- [Brief]: Switch "Target" to "Object" everywhere it occurs in the records that follow, and leave everything else unchanged.

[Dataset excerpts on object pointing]
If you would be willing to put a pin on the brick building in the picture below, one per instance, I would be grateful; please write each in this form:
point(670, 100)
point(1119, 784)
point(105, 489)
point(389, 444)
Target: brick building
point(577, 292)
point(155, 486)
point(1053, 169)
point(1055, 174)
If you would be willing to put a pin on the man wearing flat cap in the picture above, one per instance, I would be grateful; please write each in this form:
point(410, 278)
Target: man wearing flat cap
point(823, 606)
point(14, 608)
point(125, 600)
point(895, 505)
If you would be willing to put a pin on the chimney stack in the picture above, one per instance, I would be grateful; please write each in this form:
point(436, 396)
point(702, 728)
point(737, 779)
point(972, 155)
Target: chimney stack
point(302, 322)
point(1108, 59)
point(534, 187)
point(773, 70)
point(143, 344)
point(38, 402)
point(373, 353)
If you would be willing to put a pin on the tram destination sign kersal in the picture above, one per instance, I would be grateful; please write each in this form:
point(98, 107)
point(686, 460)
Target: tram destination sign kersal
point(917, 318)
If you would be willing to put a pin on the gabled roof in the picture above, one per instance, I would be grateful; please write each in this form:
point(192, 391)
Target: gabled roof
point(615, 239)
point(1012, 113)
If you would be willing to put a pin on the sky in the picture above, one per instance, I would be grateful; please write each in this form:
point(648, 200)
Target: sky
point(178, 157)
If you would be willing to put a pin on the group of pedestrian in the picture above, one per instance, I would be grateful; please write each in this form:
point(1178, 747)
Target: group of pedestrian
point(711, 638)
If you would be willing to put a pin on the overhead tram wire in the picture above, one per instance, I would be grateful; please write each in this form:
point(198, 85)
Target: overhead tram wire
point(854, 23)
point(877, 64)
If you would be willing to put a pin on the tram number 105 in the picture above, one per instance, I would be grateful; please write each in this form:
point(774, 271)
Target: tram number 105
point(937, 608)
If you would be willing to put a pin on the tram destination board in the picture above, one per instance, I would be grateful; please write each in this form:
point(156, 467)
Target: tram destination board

- [Reply to the exercise]:
If you would be willing to put a pin on the brick building in the picture below, one per instance, I would be grateful; please write each in this form:
point(670, 100)
point(1119, 784)
point(105, 489)
point(389, 444)
Object: brick building
point(577, 292)
point(155, 486)
point(1053, 169)
point(1055, 174)
If you would be willing to put a pin on the man wearing flat cap in the picture above, one per instance, I would be grateful; please write each in this form:
point(410, 278)
Object: man wearing flat cap
point(823, 606)
point(14, 608)
point(125, 600)
point(895, 505)
If you would be willing to put a pin on the chimney stack in the picture above, one per instance, I would be grateful; please write each in this form:
point(436, 396)
point(702, 728)
point(737, 779)
point(972, 155)
Object: chimney stack
point(302, 322)
point(1108, 59)
point(534, 187)
point(773, 70)
point(143, 344)
point(38, 402)
point(373, 353)
If you would be willing to put a pin on the tram destination sign kersal in the picture above, one per instance, I would be grateful; please write each in this form:
point(98, 107)
point(686, 460)
Object: tram destination sign kersal
point(917, 318)
If you would be willing to put a pin on the gabled roof in the picture above, one per instance, I would be grateful; please write each in this form:
point(192, 391)
Object: gabled roof
point(615, 239)
point(1012, 113)
If you would be willing to put a pin on the sky in the picture above, one per instance, I would be grateful; please write each in this form:
point(648, 200)
Object: sky
point(178, 157)
If you would be willing to put a pin on the group of pedestrian in the picture above, one per instance, I would be grateful; please write each in this form:
point(1178, 747)
Object: group of pedestrian
point(711, 638)
If you would be willing to put a pin on the overhead tram wire in the picture above, one per instance, I would be grateful; please write each in this form:
point(198, 85)
Object: overhead tram wire
point(854, 23)
point(877, 64)
If you would be willing to put a pin on the tram number 105 in the picture above, one per instance, I would be grateful; please write each in this form:
point(774, 271)
Object: tram number 105
point(937, 608)
If you would be willing to put a pin on the tram destination board in the picture above, one per instance, I would be grateful; please write each in this form:
point(156, 467)
Object: tram destination board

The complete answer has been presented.